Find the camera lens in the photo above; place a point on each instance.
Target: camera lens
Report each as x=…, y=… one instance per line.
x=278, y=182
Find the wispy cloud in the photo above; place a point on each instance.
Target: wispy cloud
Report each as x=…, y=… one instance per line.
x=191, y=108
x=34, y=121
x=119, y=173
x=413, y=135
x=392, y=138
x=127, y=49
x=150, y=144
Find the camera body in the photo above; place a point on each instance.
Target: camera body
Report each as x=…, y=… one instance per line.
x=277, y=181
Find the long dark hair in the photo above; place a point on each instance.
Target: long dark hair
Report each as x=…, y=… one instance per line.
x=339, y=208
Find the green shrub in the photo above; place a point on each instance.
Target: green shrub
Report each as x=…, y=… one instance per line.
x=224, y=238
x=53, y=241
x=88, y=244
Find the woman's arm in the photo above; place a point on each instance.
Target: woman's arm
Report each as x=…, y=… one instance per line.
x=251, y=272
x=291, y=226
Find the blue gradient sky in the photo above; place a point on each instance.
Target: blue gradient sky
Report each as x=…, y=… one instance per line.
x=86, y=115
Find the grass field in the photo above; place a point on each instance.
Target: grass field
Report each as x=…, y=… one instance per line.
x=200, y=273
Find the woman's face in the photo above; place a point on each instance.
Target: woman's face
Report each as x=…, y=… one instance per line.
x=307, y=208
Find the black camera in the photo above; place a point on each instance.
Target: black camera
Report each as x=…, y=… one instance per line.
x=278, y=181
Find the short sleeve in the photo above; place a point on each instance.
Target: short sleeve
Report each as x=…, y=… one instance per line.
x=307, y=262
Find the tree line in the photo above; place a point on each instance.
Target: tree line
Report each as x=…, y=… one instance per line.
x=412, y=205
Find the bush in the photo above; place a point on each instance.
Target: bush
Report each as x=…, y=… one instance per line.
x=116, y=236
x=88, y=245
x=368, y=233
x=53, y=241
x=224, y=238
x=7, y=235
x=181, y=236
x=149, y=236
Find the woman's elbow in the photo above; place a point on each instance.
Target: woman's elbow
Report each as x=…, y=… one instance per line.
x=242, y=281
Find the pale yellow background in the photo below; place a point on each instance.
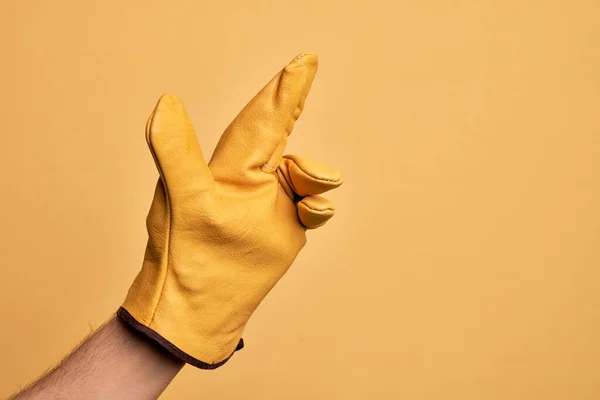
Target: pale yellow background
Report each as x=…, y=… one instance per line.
x=464, y=259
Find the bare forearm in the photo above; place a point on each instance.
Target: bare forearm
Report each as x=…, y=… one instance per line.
x=113, y=363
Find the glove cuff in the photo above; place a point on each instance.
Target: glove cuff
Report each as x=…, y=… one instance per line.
x=132, y=323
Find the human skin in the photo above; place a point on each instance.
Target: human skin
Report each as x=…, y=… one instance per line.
x=113, y=363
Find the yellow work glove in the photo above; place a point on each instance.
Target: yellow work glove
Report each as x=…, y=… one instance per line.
x=221, y=235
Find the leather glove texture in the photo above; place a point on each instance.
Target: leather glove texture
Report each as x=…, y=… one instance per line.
x=220, y=235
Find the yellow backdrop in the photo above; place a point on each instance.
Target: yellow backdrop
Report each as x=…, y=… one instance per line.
x=464, y=261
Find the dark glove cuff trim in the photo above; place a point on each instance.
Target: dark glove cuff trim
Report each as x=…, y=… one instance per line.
x=124, y=315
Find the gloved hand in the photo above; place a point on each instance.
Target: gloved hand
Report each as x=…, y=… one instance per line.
x=221, y=235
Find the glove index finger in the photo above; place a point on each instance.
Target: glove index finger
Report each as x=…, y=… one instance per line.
x=257, y=134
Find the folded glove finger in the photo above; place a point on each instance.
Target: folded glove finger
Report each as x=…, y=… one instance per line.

- [Task to complete]: Rewrite the listing starting with the line that contains "Find the tree" and going on through the line that contains "x=149, y=236", both included. Keep every line, requests too, and add 96 to each coordinate in the answers.

- [Written response]:
Find the tree line in the photo above; place a point on each instance.
Target: tree line
Report each as x=…, y=… one instance per line.
x=508, y=301
Find the bush in the photo above; place a point on each instance.
Target: bush
Report each as x=…, y=… one instance per line.
x=212, y=332
x=184, y=341
x=464, y=329
x=149, y=337
x=320, y=334
x=103, y=331
x=277, y=332
x=245, y=332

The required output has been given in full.